▸ DATA UNDER STUDY:
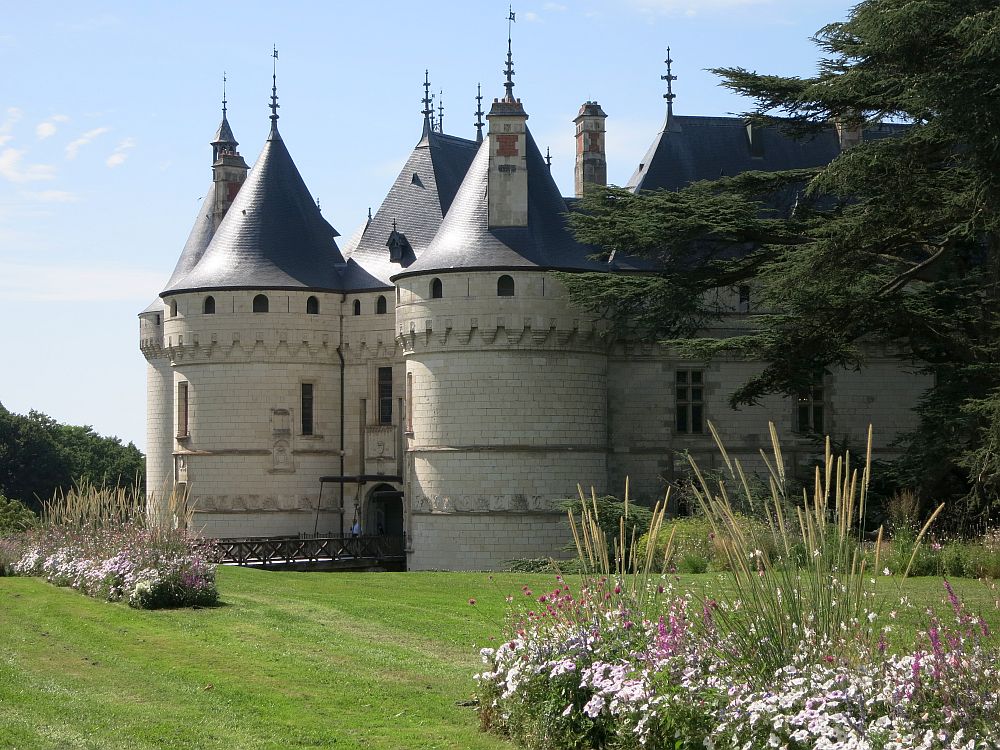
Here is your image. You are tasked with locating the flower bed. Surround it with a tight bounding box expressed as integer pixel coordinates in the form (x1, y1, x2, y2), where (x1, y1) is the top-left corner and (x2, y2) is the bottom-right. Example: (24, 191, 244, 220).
(476, 578, 1000, 750)
(3, 524, 219, 609)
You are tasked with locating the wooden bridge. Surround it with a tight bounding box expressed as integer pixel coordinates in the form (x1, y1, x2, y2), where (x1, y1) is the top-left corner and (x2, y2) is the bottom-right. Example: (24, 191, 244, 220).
(215, 534, 406, 571)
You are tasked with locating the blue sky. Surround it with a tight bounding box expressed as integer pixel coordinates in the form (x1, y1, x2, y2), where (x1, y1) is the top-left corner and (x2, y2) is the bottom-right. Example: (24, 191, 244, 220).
(0, 0, 856, 449)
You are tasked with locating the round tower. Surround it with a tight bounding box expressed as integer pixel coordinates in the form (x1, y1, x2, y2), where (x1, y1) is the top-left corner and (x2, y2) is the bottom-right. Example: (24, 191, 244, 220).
(392, 54, 611, 570)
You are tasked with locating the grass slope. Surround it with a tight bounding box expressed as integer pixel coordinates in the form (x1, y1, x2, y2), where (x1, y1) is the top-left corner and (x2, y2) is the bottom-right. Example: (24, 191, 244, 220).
(0, 567, 520, 750)
(1, 568, 997, 749)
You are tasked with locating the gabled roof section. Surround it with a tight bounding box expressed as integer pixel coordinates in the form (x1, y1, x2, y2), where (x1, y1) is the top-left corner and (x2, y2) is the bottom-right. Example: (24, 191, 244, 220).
(163, 126, 346, 294)
(341, 129, 478, 288)
(394, 129, 637, 279)
(627, 115, 907, 192)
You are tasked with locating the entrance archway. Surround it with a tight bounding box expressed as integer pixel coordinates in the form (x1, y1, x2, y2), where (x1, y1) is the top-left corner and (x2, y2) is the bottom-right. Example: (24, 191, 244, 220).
(366, 484, 404, 537)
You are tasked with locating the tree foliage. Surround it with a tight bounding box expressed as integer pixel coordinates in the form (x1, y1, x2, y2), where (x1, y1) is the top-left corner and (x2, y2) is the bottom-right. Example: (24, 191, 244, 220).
(562, 0, 1000, 529)
(0, 404, 144, 513)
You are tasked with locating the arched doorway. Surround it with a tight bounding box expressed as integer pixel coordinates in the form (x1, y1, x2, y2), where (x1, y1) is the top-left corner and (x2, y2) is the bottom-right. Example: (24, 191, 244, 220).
(366, 484, 404, 537)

▸ PROBLEM: The records above must be copied exactly, with no pictures carried over.

▸ ANSWER SECTION:
Here is your image. You are tasked with locating the flower bed. Surround it with a tight bounding box expressed as integer pixel coordinates in the form (x1, y1, x2, y2), where (x1, y1) is the top-left corner and (x2, y2) is the bottom-right. Example: (24, 191, 244, 220).
(476, 578, 1000, 750)
(3, 524, 219, 609)
You are tasked with locating the wooden bridge. Surround it with a tight bounding box expressed as integer pixel coordinates in the form (x1, y1, x2, y2), where (x1, y1) is the top-left corner and (x2, y2) is the bottom-right. Example: (24, 191, 244, 220).
(215, 534, 406, 571)
You are tasked with locating the blue sky. Surround it with a tight bounding box expressed as integer pixel coordinates in the form (x1, y1, x2, y2), where (x1, y1) is the top-left corner and (x2, y2) is the bottom-right. Example: (24, 191, 244, 220).
(0, 0, 856, 449)
You are tasked with locating the round tower. Surround it with a tight bounding box expressed as integer pixel coordinates in the form (x1, y1, x2, y2), where (x1, y1) is the top-left corner and (x2, y2) is the bottom-right. Example: (24, 191, 244, 220).
(392, 54, 611, 570)
You are tasked with locating the grass slope. Surround it with a tight bounding box expressed as integer pixel coordinates in the form (x1, y1, x2, y2), where (x1, y1) is the top-left corner and (x2, y2) is the bottom-right. Example: (24, 191, 244, 220).
(0, 567, 520, 750)
(1, 568, 997, 749)
You are tasked with locating the gabled roof section. Surround it with a tight bounding box expressed as integer pixel coordinates in the form (x1, y1, x2, y2), where (x1, y1) is the top-left corner and (x2, y2) is the bottom-right. Example: (24, 191, 244, 220).
(163, 126, 346, 294)
(341, 129, 478, 288)
(394, 129, 637, 279)
(627, 115, 907, 192)
You are tasked with locating the entrance archway. Surround it with a tight bounding box expressed as integer pixel coordinates in the form (x1, y1, x2, y2), where (x1, y1) is the top-left corner and (x2, y2) is the bottom-right. Example: (24, 191, 244, 220).
(366, 484, 404, 537)
You are tasked with locating the tree foliage. Surround it with a tight bounding box expressed as integer pixel coordinates in the form (x1, y1, x2, y2), where (x1, y1) is the top-left corner and (x2, y2) is the bottom-right. Example: (24, 191, 244, 220).
(562, 0, 1000, 529)
(0, 404, 144, 513)
You are tasked with locating the arched doorway. Surround it with a tight bounding box expressed as integer pixel coordinates in the form (x1, y1, x2, y2), where (x1, y1) is the top-left corner and (x2, y2) is the bottom-right. Example: (24, 191, 244, 220).
(366, 484, 404, 537)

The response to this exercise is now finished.